# STATED EXERCISE
Pull out every line of the material that contains the word "glass" and copy each one unchanged.

____

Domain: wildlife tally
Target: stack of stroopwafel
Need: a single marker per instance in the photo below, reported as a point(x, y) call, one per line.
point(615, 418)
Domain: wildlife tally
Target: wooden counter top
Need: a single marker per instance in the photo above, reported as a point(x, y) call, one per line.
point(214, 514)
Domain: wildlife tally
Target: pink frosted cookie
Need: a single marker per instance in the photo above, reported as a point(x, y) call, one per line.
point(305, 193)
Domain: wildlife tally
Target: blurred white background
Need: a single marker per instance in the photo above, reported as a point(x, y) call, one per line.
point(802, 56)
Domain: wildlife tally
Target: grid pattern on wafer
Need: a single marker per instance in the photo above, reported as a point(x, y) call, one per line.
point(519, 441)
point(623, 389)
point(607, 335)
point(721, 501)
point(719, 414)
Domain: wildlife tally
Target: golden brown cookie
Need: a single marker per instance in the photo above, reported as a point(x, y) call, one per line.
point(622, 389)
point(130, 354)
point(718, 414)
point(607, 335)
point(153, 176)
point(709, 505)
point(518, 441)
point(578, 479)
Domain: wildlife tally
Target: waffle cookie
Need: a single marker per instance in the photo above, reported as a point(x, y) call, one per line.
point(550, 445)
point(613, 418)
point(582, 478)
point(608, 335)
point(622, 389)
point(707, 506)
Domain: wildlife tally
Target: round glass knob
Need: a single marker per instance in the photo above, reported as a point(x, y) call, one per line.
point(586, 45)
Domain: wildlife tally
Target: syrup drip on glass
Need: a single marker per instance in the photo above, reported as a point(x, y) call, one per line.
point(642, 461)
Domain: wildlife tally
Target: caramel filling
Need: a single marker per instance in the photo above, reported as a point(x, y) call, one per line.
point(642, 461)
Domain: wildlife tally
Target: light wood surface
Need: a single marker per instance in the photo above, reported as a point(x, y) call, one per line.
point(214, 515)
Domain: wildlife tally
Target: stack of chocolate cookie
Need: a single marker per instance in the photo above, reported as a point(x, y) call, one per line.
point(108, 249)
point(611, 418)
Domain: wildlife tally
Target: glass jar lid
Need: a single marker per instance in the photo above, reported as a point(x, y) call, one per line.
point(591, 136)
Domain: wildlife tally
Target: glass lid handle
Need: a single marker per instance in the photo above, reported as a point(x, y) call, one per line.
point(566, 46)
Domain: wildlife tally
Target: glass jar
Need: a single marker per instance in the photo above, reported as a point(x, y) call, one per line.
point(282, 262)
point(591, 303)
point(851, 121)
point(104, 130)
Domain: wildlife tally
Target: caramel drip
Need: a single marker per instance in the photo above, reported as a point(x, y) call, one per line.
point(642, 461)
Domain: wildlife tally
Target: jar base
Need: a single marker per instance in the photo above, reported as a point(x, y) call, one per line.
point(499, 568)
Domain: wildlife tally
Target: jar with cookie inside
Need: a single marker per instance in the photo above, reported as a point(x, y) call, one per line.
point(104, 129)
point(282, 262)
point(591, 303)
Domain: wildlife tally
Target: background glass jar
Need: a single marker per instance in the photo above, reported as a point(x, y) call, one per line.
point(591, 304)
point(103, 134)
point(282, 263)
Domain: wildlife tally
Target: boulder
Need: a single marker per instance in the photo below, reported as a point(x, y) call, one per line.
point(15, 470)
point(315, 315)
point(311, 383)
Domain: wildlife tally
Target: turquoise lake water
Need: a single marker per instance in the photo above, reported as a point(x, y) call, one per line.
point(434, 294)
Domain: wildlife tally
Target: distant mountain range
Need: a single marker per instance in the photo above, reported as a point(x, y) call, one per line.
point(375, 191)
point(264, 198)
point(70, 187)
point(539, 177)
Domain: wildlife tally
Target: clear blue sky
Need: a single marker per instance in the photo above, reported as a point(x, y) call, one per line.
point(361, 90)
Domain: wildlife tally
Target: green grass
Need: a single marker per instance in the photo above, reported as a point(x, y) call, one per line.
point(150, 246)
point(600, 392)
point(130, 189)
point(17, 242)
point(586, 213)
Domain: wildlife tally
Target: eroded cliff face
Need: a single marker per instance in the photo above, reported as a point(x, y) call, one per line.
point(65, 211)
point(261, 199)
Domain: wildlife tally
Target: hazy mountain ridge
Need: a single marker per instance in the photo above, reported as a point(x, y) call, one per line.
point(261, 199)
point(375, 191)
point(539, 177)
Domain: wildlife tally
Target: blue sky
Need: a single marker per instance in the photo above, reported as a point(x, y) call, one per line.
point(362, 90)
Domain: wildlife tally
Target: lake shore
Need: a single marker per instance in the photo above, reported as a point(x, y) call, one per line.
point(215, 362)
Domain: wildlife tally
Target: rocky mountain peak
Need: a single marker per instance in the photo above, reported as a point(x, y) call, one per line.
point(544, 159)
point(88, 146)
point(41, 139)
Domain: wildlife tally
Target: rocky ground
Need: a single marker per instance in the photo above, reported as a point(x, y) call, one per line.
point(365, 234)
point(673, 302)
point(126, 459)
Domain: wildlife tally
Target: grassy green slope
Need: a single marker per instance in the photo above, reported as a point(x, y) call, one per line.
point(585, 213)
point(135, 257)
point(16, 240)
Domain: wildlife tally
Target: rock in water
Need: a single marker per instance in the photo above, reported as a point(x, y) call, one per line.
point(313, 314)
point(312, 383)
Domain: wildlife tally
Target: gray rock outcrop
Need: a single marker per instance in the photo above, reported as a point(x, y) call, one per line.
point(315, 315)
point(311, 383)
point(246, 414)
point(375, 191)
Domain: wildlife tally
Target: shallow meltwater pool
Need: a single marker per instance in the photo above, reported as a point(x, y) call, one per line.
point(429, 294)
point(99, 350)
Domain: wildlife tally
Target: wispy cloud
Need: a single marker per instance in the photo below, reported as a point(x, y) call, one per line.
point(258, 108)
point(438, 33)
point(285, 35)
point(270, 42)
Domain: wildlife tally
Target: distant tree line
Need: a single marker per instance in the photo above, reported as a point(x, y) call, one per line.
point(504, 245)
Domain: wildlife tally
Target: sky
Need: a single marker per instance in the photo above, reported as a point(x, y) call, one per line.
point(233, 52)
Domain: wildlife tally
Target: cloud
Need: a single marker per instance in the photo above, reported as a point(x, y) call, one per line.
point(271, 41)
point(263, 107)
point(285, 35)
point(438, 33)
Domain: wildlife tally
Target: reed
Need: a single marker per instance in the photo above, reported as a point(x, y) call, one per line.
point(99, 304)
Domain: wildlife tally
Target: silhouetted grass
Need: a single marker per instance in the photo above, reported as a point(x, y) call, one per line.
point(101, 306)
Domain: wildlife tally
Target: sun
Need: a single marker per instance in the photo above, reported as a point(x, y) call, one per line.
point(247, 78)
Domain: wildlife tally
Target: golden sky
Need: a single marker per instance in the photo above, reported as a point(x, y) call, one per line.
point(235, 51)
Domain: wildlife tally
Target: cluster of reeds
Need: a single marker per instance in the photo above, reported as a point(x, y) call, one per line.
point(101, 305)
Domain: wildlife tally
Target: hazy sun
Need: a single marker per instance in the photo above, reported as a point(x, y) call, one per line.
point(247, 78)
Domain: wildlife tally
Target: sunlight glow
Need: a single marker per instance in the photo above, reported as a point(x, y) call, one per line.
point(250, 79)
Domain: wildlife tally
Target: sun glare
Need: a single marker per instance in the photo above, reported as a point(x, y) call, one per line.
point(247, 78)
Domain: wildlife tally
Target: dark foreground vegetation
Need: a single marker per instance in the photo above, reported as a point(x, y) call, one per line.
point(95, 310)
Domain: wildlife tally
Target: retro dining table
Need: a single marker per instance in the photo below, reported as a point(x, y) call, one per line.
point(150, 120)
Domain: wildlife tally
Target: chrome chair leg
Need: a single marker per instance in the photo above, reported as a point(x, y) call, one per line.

____

# OUTPUT BELOW
Target: round glass knob
Target: syrup drip on glass
Target: glass jar lid
Target: glass lid handle
Target: glass jar
Target: background glass jar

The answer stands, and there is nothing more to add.